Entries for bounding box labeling
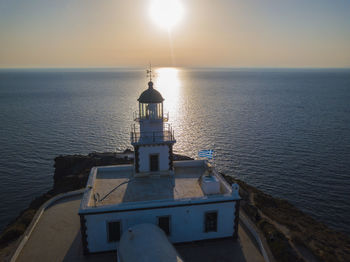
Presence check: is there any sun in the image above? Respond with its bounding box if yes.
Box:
[150,0,184,30]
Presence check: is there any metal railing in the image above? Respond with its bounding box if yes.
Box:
[130,125,175,144]
[133,111,169,122]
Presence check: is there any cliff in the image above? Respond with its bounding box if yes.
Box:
[0,150,350,262]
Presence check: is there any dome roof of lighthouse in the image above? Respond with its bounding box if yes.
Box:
[137,81,164,103]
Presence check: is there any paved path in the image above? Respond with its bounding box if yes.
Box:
[17,196,264,262]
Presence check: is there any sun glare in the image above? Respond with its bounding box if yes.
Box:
[154,67,181,114]
[150,0,184,30]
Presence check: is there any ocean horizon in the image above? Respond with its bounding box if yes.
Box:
[0,67,350,235]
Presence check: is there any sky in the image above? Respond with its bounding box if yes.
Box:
[0,0,350,67]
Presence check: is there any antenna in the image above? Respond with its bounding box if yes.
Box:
[147,63,154,82]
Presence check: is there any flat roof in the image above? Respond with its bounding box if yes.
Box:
[87,161,231,207]
[15,195,264,262]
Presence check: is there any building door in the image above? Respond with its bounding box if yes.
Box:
[150,154,159,171]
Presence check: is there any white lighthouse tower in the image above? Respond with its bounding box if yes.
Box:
[79,66,240,255]
[131,69,176,176]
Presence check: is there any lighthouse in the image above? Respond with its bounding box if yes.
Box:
[79,67,240,254]
[131,69,176,177]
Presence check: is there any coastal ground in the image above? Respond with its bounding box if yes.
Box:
[16,192,264,262]
[0,152,350,262]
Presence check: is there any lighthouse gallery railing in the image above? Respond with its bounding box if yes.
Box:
[130,125,175,144]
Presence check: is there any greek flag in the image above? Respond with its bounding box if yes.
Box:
[198,149,214,159]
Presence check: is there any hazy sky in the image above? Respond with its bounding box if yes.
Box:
[0,0,350,67]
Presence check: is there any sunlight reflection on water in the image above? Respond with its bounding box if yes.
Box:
[154,67,182,117]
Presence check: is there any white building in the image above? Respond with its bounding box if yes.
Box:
[79,75,240,256]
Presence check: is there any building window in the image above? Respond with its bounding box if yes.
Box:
[108,221,121,242]
[149,154,159,171]
[204,211,218,232]
[158,216,170,236]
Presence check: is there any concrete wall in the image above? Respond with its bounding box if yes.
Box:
[85,201,237,252]
[139,145,169,172]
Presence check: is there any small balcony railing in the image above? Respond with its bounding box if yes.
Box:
[133,111,169,122]
[130,125,176,144]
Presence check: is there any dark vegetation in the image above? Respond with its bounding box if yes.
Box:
[0,150,350,262]
[225,176,350,262]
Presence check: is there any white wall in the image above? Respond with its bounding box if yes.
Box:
[140,120,164,132]
[85,202,236,252]
[139,145,169,172]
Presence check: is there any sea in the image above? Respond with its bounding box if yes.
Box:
[0,68,350,235]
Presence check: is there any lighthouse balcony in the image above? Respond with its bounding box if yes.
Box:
[131,130,176,145]
[133,111,169,122]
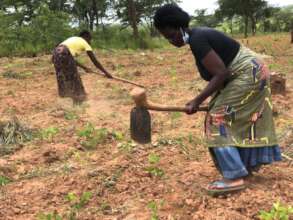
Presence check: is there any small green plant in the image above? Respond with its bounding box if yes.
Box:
[38,211,62,220]
[3,71,33,79]
[64,111,78,121]
[100,202,112,215]
[258,202,293,220]
[65,192,92,220]
[145,153,165,177]
[0,175,11,186]
[112,131,124,141]
[78,123,110,150]
[117,141,137,153]
[171,112,182,127]
[148,201,159,220]
[40,127,59,141]
[66,192,92,210]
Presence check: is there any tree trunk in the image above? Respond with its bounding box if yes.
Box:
[250,17,256,36]
[92,0,99,29]
[244,16,248,38]
[127,0,138,38]
[230,17,233,35]
[291,21,293,44]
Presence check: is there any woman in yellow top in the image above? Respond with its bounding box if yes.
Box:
[52,31,112,102]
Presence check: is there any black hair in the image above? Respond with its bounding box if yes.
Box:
[154,4,190,30]
[79,30,91,37]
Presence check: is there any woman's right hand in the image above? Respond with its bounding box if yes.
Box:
[185,98,201,115]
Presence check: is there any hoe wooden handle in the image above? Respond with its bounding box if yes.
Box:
[112,76,145,88]
[144,101,208,112]
[94,72,145,88]
[130,88,208,112]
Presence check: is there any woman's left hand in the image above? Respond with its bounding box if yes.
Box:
[185,98,200,115]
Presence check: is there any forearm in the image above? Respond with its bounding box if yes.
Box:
[195,72,230,103]
[75,61,86,70]
[93,60,108,74]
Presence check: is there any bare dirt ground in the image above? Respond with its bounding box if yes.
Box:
[0,35,293,220]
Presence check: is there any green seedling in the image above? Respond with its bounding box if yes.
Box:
[78,123,110,150]
[64,111,78,121]
[38,211,62,220]
[148,201,159,220]
[117,141,137,153]
[258,202,293,220]
[145,153,165,177]
[0,175,11,186]
[40,127,59,141]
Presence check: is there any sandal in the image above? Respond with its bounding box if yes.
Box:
[207,180,246,196]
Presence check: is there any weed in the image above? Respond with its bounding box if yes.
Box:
[148,201,159,220]
[112,131,124,141]
[258,202,293,220]
[65,192,92,220]
[169,68,178,86]
[39,127,59,142]
[78,123,110,150]
[100,202,112,215]
[145,153,165,177]
[103,168,125,188]
[66,192,92,210]
[0,175,11,186]
[64,111,78,121]
[37,211,62,220]
[117,141,137,153]
[171,112,182,128]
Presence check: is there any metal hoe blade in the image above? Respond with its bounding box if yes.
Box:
[130,107,151,144]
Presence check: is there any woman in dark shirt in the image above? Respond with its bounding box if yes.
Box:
[154,4,281,195]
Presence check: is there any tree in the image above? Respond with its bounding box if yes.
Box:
[218,0,267,37]
[192,9,219,27]
[113,0,180,38]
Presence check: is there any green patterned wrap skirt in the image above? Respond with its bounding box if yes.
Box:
[205,47,277,148]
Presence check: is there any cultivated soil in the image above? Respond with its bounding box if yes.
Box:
[0,34,293,220]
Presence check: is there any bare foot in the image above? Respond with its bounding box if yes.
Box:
[207,178,244,189]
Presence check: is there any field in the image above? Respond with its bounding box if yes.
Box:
[0,34,293,220]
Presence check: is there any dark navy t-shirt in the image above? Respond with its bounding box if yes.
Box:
[189,27,240,81]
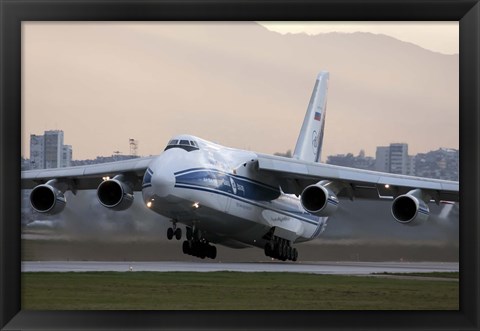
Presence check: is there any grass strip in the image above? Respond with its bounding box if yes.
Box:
[22,272,459,310]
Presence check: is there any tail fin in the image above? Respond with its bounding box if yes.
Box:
[293,71,329,162]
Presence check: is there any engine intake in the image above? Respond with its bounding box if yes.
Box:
[300,183,338,216]
[97,175,134,211]
[30,182,66,215]
[392,190,430,225]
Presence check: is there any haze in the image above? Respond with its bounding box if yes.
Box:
[22,22,459,159]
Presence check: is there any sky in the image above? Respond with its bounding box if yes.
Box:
[22,22,459,159]
[260,21,459,54]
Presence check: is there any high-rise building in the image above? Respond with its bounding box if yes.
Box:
[60,145,73,168]
[30,134,45,169]
[375,146,390,172]
[30,130,72,169]
[388,143,410,175]
[375,143,415,175]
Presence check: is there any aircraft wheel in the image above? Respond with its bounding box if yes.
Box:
[280,245,288,261]
[210,246,217,260]
[286,246,293,260]
[167,228,173,240]
[292,248,298,261]
[182,240,190,254]
[175,228,182,240]
[265,243,273,256]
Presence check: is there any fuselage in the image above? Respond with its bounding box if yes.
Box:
[142,135,327,248]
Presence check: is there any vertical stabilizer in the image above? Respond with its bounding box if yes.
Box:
[293,71,329,162]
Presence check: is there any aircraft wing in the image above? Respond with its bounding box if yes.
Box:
[257,154,459,203]
[21,156,154,191]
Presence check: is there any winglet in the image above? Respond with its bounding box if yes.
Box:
[293,71,329,162]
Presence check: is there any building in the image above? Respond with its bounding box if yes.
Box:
[375,146,390,172]
[60,145,73,168]
[375,143,415,175]
[30,130,72,169]
[327,150,375,170]
[30,134,45,169]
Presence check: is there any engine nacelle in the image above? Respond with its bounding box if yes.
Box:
[300,183,338,216]
[30,182,66,215]
[392,190,430,225]
[97,175,133,210]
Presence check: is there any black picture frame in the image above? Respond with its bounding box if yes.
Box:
[0,0,480,330]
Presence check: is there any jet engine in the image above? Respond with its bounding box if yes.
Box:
[97,175,133,211]
[300,183,338,216]
[392,189,430,225]
[30,180,66,215]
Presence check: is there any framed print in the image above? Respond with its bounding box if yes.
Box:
[0,0,480,330]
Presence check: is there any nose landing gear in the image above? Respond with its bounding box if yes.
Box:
[167,222,182,240]
[182,227,217,259]
[265,237,298,261]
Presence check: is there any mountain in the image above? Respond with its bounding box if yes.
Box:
[23,22,459,159]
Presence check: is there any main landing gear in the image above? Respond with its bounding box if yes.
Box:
[265,237,298,261]
[167,222,182,240]
[182,227,217,259]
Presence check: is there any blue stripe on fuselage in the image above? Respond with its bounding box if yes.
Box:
[175,168,321,230]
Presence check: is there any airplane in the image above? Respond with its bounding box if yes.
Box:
[21,71,459,261]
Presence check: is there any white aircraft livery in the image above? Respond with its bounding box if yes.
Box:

**Task prompt**.
Copy out the lines shown above verbatim, beginning with the line containing "Presence check: is there any dome" and continuing through the line containing "[15,195,264,262]".

**Result for this exercise**.
Presence check: is there any dome roof of lighthouse in the image above? Respond with its bounding box if yes.
Box:
[137,81,164,103]
Presence check: is there any paved path in the image above? Respond with its bounding box if yes.
Box:
[17,196,264,262]
Presence check: is there any sun glare in the image above? Respond with its bounding box if yes.
Box:
[154,67,181,114]
[150,0,184,30]
Presence check: is there any ocean horizon in the image above? Respond with its bounding box if yes.
Box:
[0,67,350,235]
Presence check: is there any sky in the image above? Respond with its bounding box if yes.
Box:
[0,0,350,67]
Presence check: is there any antenna in the image above? Respond with its bounding box if yes.
Box:
[147,63,154,82]
Presence check: is there any flat roof in the image above? Respond with its bounding box if yes.
Box:
[87,161,231,207]
[15,195,264,262]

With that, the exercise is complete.